## Challenge
In the material below, repeat only the lines from the one that holds "of the tall" through the final line, exactly as they stand.

## Data section
--- Start ---

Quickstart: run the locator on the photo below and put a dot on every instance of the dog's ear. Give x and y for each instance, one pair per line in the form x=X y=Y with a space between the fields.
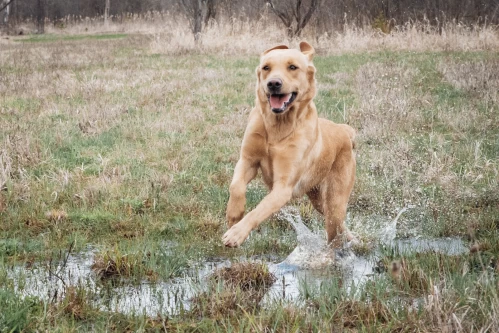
x=307 y=50
x=278 y=47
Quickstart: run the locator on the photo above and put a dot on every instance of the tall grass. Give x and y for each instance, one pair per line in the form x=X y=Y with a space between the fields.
x=129 y=143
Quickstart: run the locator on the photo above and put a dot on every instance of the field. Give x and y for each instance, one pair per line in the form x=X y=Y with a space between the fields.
x=122 y=146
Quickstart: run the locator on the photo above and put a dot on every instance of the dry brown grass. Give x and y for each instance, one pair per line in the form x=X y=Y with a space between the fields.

--- End ---

## The solution
Quickstart: run the locator on the photo above and put a dot on every instance of the tall grass. Give x and y for each instance, one pair per line in the form x=X y=Y with a space between the fields.
x=129 y=143
Quickstart: run the locator on the photo above and put a dot on every instance of the field. Give x and y for each instance, one pair per line in the form x=X y=Y with a space between the fields.
x=122 y=146
Quickstart: run the locator on the photo above and put a dot on every instance of the dry brown grass. Give x and y for each instance, one pair per line in the form x=X y=Y with a space between the fields.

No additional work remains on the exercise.